» What you need to do: Gather every line below that contains the word "blue", copying each one in full.

A run of records:
__________________________________________________

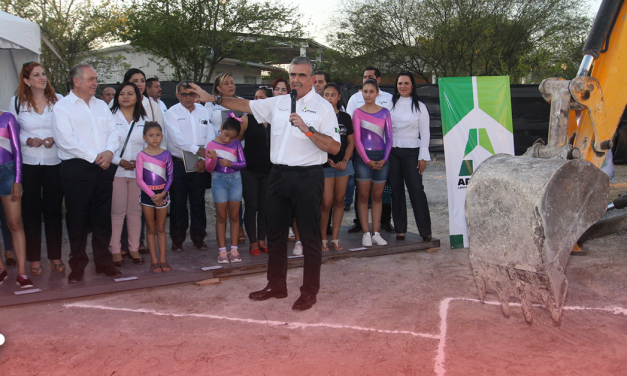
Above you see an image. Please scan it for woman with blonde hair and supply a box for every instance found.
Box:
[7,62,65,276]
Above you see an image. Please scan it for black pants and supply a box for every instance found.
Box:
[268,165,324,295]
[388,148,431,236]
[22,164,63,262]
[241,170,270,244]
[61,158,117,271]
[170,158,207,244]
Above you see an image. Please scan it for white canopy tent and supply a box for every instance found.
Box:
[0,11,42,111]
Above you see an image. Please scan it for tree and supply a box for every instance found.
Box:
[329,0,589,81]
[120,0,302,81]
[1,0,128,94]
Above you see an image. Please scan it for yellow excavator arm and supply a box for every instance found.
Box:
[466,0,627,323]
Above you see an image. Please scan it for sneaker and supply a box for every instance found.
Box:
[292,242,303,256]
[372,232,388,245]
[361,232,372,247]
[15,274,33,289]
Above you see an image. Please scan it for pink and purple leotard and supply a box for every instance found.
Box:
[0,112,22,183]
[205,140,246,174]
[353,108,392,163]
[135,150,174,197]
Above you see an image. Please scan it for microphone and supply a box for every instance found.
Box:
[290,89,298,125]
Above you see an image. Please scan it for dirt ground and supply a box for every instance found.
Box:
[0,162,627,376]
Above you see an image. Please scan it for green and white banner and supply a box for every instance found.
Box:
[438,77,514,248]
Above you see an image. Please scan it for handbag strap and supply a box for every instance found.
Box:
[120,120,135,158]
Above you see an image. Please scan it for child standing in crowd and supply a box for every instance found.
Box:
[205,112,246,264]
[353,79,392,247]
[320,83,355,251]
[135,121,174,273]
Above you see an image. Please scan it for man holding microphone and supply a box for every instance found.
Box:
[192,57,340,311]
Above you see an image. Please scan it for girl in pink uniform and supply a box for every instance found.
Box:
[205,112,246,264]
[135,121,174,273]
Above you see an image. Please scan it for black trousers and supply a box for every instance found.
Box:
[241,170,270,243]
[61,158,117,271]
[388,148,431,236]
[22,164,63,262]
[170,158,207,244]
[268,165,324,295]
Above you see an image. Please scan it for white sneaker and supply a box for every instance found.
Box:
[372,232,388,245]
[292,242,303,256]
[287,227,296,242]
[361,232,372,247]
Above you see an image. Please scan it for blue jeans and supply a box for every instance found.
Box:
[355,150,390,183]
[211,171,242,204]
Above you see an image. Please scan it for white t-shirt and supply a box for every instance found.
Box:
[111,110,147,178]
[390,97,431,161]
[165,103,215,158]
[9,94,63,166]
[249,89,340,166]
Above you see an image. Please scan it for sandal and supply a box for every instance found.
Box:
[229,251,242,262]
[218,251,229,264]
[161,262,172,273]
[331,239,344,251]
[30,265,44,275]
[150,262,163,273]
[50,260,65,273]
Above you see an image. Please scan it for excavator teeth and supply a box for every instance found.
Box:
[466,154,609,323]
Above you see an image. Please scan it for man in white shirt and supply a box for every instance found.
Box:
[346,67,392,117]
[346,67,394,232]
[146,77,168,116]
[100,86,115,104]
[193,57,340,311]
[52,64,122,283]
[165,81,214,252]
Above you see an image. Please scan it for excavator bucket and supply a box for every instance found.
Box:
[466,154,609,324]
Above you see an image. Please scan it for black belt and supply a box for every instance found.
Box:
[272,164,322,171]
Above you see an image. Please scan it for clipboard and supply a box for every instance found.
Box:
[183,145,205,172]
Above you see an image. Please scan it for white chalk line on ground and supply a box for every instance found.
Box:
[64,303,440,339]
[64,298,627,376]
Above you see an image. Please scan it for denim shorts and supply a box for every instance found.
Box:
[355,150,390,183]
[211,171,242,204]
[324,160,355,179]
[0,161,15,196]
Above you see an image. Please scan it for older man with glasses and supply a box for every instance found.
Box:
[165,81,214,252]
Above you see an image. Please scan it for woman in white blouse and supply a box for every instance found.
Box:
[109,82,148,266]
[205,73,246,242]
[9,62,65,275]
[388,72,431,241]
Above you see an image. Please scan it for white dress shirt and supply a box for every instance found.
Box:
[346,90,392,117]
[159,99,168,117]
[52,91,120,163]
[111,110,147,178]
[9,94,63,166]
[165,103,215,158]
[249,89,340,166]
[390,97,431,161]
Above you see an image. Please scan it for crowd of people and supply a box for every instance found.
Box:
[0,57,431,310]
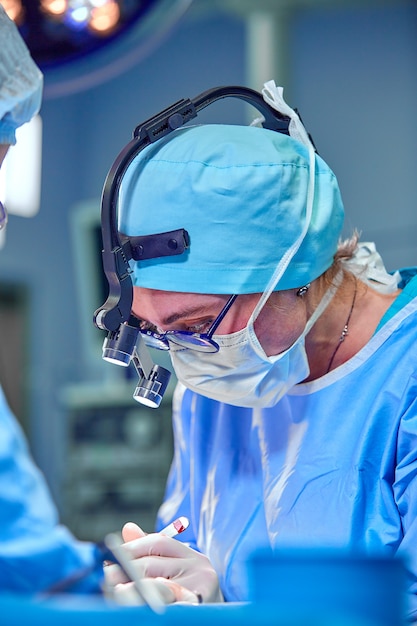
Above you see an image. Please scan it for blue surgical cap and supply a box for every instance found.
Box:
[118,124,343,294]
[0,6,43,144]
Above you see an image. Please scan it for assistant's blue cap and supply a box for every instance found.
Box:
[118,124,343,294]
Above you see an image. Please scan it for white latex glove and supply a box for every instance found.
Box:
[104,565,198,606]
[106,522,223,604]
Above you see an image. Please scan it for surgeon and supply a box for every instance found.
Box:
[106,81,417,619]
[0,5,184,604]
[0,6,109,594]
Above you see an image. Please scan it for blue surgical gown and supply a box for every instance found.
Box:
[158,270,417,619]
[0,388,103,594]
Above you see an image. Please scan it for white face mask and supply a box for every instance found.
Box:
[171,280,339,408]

__________________________________________________

» Output for this exercise:
Above you see an image. Please scan it for blue jeans and supply a box for every instance found.
Above you see an image. Please scan it for blue surgical cap and supply a box for every instance found.
Above you see an image. Please scan it for assistant's blue cap and supply a box for every instance found.
Above you see an image. Please scan it for blue surgical gown and supply a box for every instance found.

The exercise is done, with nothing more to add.